Exercise requirements: Report each line in the listing below that contains the string "handbag", copying every such line in full.
--*--
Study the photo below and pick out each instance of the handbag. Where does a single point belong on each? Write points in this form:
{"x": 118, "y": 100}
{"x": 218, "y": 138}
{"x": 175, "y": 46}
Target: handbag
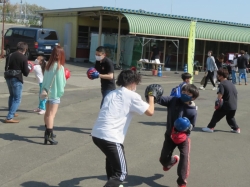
--*--
Written answer:
Study the photo below and pick out each instance of the handbag. Where does a single point belong on each? Write points in this form:
Target: handbag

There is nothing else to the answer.